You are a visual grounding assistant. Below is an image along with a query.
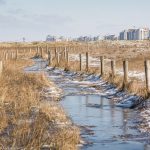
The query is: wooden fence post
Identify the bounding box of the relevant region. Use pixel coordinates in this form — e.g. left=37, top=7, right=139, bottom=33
left=64, top=47, right=67, bottom=60
left=144, top=60, right=150, bottom=92
left=0, top=61, right=3, bottom=76
left=40, top=47, right=43, bottom=58
left=111, top=60, right=116, bottom=78
left=56, top=52, right=60, bottom=66
left=79, top=54, right=82, bottom=71
left=36, top=46, right=39, bottom=55
left=48, top=51, right=52, bottom=66
left=100, top=56, right=104, bottom=76
left=123, top=59, right=128, bottom=85
left=46, top=45, right=49, bottom=54
left=5, top=52, right=8, bottom=60
left=54, top=47, right=57, bottom=58
left=86, top=52, right=89, bottom=72
left=66, top=51, right=69, bottom=67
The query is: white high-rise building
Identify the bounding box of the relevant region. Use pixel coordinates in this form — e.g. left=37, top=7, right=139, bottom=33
left=119, top=30, right=127, bottom=40
left=119, top=28, right=150, bottom=40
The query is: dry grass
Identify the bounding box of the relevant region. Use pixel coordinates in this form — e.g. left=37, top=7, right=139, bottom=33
left=0, top=60, right=79, bottom=150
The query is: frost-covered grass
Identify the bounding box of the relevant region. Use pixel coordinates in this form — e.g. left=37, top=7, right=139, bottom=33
left=0, top=60, right=79, bottom=150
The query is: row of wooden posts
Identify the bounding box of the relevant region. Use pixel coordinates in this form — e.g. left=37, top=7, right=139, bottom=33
left=48, top=51, right=150, bottom=92
left=0, top=47, right=150, bottom=91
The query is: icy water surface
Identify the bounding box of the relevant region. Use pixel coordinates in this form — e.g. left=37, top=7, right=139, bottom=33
left=26, top=61, right=150, bottom=150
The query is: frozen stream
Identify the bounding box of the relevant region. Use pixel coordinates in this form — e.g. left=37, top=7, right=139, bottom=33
left=26, top=61, right=150, bottom=150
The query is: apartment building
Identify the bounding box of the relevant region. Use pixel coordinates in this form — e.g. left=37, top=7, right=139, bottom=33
left=119, top=28, right=150, bottom=40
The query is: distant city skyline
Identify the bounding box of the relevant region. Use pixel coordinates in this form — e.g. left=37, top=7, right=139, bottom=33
left=0, top=0, right=150, bottom=41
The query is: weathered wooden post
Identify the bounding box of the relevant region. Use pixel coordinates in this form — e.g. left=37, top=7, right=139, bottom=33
left=5, top=52, right=8, bottom=60
left=40, top=47, right=43, bottom=58
left=66, top=51, right=69, bottom=67
left=100, top=56, right=104, bottom=76
left=36, top=46, right=39, bottom=56
left=144, top=60, right=150, bottom=92
left=56, top=52, right=60, bottom=66
left=54, top=47, right=57, bottom=58
left=111, top=60, right=116, bottom=79
left=46, top=45, right=49, bottom=54
left=16, top=49, right=19, bottom=59
left=123, top=59, right=128, bottom=85
left=29, top=47, right=32, bottom=54
left=48, top=50, right=52, bottom=66
left=64, top=46, right=67, bottom=60
left=0, top=61, right=3, bottom=76
left=86, top=52, right=89, bottom=72
left=79, top=54, right=82, bottom=71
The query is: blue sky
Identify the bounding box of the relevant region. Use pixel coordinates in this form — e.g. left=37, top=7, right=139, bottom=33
left=0, top=0, right=150, bottom=41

----------

[EXERCISE PROMPT] Add 123 to every bounding box coordinate in the answers, leaving the "e.g." coordinates untouched, and write out every line of the data from the one containing "The query is: dry grass" down to the one containing "left=0, top=47, right=150, bottom=91", both included.

[RESULT FOR THIS EXERCISE]
The query is: dry grass
Identify the bounding box of the relevant region. Use pixel coordinates in this form — e.g. left=37, top=7, right=139, bottom=33
left=123, top=183, right=202, bottom=273
The query is: frost-covered grass
Identify the bounding box of the relevant region. Use pixel coordinates in this form — e.g. left=37, top=7, right=139, bottom=33
left=123, top=183, right=202, bottom=273
The query is: row of wooden posts
Identify the bounding box of the relevant region. Use pixel coordinates in this form — e.g. left=37, top=7, right=139, bottom=33
left=171, top=174, right=273, bottom=215
left=123, top=170, right=273, bottom=214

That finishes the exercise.